→ What you need to do: Your answer should be the line that contains "One marker serves each instance of the green chair." and each line after it, restated word for word through the final line of the entries.

------------------------

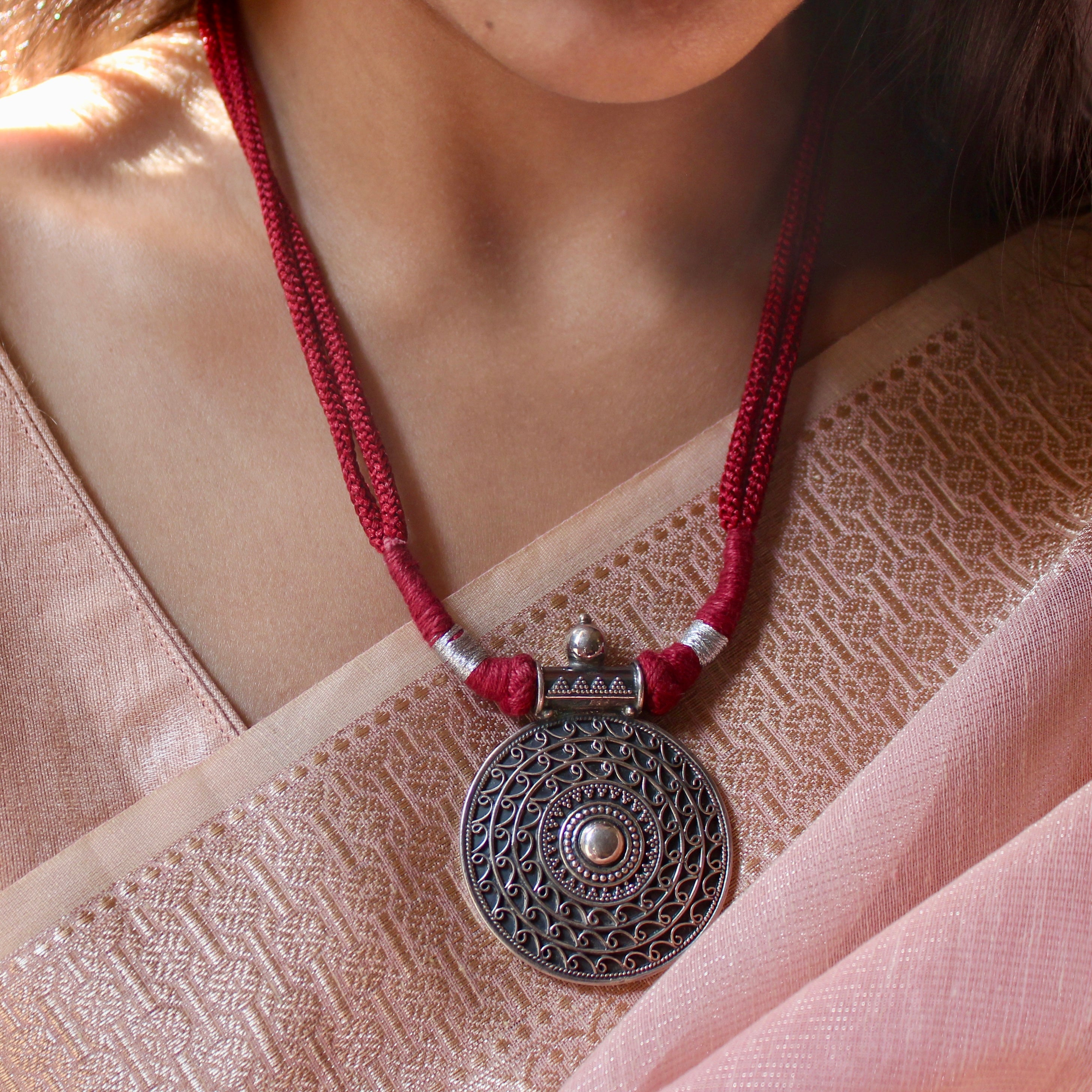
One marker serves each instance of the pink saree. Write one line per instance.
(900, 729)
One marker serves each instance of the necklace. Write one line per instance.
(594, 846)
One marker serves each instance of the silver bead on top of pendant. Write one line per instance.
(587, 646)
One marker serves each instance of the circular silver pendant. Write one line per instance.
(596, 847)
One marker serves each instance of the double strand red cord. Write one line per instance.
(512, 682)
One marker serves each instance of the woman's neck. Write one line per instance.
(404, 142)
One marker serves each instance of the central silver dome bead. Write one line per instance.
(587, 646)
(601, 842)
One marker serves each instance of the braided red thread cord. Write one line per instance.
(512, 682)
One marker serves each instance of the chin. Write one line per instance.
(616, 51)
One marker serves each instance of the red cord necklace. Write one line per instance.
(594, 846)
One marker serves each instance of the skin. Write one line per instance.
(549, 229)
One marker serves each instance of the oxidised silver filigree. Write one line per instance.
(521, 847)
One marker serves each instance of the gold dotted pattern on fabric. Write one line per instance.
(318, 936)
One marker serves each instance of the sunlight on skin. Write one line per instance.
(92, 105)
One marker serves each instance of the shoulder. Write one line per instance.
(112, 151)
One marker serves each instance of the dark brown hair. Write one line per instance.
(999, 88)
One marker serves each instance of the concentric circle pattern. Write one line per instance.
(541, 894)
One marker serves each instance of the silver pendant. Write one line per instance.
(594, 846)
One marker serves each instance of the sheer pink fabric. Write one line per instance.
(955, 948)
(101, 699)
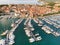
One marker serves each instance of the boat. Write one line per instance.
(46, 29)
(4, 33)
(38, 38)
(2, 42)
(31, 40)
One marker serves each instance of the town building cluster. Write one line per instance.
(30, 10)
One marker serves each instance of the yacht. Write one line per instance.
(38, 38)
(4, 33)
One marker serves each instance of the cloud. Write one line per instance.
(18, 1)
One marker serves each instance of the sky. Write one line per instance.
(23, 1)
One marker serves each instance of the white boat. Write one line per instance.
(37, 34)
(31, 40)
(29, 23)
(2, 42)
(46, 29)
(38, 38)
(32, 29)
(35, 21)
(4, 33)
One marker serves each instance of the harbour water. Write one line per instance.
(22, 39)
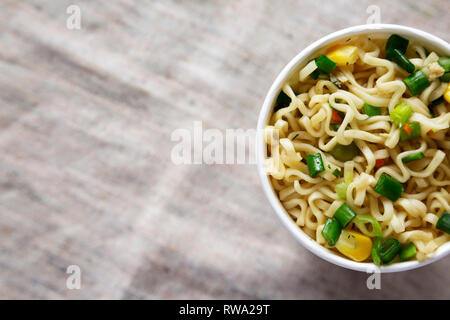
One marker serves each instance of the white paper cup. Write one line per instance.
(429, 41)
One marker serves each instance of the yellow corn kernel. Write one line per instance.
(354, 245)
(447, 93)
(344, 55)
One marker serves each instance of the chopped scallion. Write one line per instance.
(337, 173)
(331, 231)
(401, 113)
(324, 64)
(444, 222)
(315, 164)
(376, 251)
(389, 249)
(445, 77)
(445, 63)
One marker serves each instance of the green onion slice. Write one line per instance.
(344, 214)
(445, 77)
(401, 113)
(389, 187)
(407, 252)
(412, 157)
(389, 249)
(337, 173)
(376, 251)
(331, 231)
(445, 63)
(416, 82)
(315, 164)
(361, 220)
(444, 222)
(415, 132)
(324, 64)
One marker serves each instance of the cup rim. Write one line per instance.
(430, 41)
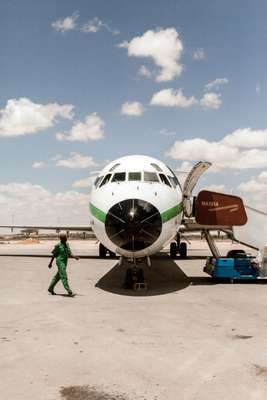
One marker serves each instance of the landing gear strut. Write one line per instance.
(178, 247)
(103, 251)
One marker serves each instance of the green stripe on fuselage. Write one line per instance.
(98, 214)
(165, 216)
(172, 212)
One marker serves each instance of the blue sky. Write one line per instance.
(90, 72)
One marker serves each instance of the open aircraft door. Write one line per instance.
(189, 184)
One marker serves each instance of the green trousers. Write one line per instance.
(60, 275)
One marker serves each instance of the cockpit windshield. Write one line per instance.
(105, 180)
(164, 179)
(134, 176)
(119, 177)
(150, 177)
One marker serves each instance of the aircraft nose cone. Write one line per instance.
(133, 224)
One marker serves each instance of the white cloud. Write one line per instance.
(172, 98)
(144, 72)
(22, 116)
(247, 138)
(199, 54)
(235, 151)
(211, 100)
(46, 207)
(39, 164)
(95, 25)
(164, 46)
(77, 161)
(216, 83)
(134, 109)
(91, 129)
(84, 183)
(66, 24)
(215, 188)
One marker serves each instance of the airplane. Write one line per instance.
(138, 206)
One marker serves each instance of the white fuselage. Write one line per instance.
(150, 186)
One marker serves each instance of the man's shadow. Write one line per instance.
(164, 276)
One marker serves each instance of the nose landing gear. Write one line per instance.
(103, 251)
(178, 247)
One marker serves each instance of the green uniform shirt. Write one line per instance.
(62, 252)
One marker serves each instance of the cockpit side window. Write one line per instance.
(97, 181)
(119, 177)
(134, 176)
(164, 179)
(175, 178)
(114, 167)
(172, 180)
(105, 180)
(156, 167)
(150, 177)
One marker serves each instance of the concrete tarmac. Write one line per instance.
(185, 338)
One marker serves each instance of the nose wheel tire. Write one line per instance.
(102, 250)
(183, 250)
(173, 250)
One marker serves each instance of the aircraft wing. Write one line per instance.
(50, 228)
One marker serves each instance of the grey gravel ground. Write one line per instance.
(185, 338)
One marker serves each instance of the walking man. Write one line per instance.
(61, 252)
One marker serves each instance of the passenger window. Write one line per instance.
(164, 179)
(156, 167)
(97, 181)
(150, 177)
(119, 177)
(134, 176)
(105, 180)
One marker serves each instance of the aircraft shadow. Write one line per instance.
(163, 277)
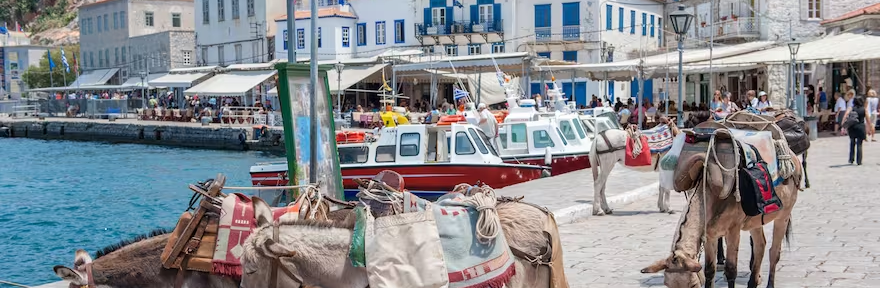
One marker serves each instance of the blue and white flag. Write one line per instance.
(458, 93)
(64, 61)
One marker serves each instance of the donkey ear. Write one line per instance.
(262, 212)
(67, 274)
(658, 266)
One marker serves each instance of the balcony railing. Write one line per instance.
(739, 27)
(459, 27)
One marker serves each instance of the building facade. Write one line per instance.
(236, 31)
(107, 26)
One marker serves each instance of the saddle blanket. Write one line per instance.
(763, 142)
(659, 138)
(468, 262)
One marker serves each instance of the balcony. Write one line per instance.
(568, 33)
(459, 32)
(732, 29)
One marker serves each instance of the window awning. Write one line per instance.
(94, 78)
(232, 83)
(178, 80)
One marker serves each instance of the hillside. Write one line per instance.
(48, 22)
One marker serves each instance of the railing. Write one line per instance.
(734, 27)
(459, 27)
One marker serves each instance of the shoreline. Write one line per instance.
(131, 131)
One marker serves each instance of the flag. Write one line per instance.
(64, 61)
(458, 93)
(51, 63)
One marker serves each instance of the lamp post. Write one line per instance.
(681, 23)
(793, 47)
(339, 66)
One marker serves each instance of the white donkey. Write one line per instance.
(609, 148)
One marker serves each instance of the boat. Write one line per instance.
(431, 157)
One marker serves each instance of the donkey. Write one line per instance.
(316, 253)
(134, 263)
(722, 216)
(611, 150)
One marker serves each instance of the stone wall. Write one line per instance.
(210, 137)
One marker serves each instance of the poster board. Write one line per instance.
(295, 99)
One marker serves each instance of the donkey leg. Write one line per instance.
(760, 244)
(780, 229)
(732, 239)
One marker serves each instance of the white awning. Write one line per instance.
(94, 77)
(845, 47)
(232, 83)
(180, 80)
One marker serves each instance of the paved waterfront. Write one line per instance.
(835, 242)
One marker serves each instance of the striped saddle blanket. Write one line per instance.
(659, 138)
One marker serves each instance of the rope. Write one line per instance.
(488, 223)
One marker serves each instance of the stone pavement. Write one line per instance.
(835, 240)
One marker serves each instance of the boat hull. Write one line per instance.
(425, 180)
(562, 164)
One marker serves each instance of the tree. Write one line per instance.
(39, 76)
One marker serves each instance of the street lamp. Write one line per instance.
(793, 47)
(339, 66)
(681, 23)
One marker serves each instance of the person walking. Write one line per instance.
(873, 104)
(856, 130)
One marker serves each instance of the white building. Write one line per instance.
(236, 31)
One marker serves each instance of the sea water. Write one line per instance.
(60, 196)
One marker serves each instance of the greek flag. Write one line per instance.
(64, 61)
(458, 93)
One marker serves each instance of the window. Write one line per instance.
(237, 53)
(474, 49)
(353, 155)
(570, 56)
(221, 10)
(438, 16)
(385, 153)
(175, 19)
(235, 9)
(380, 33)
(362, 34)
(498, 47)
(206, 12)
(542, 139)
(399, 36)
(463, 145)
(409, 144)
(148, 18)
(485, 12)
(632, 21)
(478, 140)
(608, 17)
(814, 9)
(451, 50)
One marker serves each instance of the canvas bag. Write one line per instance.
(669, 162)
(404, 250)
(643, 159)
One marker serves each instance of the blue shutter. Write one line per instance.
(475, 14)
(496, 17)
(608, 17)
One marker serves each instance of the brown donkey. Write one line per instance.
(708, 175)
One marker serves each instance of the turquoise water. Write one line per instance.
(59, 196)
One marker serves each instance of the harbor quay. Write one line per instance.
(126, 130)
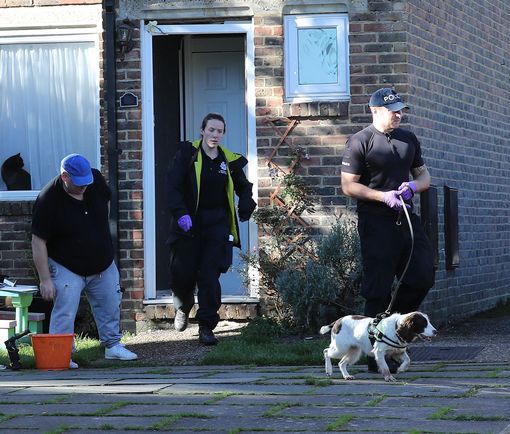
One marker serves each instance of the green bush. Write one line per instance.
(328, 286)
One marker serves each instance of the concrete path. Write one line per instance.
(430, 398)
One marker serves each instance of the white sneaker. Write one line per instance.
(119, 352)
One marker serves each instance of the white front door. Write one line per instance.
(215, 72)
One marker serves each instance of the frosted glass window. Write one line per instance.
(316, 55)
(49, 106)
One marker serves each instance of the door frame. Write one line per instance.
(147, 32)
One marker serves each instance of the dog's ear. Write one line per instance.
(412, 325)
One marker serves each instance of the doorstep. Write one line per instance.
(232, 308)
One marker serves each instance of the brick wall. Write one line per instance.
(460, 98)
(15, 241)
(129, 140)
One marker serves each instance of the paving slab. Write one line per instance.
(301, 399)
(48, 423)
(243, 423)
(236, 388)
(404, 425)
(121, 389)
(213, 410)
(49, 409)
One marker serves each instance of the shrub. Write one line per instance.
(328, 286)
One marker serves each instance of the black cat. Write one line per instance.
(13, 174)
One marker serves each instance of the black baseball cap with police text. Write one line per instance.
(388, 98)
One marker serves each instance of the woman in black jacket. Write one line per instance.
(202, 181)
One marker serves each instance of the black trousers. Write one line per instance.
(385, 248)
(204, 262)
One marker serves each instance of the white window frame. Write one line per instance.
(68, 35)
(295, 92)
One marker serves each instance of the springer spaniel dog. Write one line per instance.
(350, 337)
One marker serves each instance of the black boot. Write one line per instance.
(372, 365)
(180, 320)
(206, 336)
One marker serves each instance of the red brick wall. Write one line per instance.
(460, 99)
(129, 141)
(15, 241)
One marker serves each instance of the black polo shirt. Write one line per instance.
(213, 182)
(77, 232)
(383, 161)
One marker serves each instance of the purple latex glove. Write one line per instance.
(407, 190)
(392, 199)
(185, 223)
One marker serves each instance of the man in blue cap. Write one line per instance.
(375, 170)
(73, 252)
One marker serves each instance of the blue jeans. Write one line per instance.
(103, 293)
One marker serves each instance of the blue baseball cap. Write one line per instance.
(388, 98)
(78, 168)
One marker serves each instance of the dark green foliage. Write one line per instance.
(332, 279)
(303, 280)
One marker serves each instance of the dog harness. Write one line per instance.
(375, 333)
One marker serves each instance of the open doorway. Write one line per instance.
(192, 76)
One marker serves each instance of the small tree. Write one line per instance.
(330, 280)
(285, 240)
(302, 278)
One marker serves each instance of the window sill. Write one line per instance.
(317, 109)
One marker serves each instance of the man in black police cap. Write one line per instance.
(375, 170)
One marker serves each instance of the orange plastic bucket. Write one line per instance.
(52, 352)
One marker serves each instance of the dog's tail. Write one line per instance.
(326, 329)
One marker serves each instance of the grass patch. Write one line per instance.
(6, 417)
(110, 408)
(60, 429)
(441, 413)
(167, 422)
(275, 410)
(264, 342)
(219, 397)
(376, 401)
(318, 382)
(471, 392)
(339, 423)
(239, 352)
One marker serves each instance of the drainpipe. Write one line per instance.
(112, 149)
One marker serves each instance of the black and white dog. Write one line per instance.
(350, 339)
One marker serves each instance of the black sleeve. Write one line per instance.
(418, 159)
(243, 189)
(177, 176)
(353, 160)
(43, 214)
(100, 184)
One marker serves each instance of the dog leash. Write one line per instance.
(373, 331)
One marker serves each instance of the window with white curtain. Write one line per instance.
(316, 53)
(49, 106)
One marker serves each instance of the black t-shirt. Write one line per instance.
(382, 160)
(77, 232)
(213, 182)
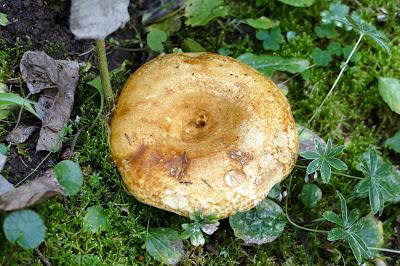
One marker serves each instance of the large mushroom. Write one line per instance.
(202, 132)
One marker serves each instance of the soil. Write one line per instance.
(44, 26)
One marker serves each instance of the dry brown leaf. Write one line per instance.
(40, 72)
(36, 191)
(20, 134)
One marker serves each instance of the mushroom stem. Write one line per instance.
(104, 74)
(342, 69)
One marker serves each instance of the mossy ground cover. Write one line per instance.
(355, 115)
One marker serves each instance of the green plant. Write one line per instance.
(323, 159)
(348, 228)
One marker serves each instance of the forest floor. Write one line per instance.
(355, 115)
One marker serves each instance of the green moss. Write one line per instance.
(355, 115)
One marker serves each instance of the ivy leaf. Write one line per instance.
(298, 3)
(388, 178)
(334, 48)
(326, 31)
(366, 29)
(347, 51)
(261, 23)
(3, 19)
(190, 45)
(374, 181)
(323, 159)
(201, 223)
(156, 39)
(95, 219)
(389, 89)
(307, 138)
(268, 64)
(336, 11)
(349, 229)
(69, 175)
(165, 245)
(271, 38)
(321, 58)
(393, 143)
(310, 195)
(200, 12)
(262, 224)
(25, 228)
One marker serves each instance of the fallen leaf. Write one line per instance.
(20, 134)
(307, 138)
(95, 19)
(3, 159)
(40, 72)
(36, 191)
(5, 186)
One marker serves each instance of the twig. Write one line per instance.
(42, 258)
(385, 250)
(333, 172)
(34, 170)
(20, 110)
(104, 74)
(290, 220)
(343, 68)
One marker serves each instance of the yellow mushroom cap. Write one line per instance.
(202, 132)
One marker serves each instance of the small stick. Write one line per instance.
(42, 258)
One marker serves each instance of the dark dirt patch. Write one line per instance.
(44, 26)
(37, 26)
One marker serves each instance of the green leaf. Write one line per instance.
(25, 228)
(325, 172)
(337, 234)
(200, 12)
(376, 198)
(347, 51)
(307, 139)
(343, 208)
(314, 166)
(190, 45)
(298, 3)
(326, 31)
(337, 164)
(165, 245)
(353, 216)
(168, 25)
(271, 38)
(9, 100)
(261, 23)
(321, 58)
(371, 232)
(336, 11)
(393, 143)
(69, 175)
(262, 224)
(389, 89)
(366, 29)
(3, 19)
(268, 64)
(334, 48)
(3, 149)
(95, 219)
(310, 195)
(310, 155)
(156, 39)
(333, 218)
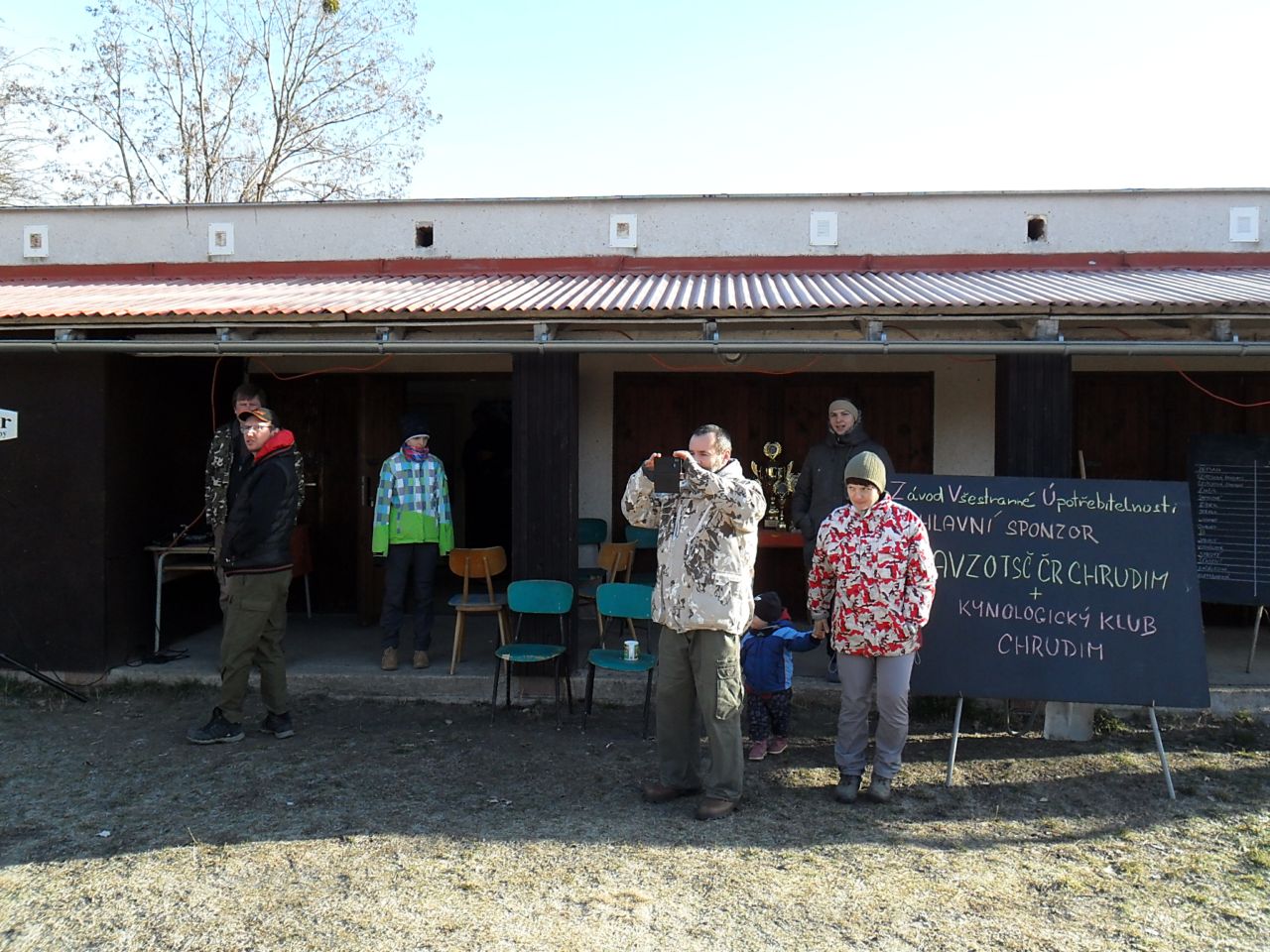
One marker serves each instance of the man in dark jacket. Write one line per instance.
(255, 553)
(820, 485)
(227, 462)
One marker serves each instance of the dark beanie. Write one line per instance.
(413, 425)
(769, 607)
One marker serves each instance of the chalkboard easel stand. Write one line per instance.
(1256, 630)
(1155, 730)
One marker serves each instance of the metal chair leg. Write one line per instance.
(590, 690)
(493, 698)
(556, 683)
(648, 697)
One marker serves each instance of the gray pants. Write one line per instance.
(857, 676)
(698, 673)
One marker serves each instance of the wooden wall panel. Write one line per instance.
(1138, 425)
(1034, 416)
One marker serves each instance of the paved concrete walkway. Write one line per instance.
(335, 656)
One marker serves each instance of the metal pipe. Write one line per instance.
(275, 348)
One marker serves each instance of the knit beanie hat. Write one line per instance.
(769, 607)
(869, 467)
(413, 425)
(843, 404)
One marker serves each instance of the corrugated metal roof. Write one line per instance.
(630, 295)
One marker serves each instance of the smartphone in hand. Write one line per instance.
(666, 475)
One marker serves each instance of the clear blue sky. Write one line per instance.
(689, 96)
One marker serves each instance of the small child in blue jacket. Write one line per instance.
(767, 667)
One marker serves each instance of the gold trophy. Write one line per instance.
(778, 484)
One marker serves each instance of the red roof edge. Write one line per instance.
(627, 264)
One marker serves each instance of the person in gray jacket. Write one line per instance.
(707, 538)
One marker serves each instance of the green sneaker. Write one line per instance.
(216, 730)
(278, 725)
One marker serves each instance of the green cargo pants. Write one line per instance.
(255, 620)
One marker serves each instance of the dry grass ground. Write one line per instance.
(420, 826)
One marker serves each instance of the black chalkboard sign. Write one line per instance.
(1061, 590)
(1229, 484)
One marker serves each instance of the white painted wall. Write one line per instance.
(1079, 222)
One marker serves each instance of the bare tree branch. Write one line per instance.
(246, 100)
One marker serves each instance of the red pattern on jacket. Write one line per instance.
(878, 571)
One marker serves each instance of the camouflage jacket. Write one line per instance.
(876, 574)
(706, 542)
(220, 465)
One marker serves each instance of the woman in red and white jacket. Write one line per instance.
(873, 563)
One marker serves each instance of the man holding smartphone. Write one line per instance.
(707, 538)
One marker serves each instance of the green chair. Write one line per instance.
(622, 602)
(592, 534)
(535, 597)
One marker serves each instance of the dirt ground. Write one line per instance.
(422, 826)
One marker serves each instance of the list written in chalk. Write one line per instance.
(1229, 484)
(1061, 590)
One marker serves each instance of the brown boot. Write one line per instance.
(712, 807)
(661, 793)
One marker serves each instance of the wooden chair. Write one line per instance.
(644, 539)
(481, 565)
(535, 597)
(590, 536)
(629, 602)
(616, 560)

------------------------

→ Solution for this task:
One marker serves each instance of the green chair. Write one line per instance.
(622, 602)
(592, 534)
(535, 597)
One marker serves each instance of the dirt ground. Write one line per instance.
(422, 826)
One marker serves each instance of the list written in chalk. Write one line per instance.
(1229, 484)
(1061, 590)
One marker serves each instance of the brown boot. Write one line per instance.
(712, 807)
(661, 793)
One marker serves each instance of the wooden chair. Write one line per instance.
(644, 539)
(481, 565)
(535, 597)
(590, 536)
(629, 602)
(616, 560)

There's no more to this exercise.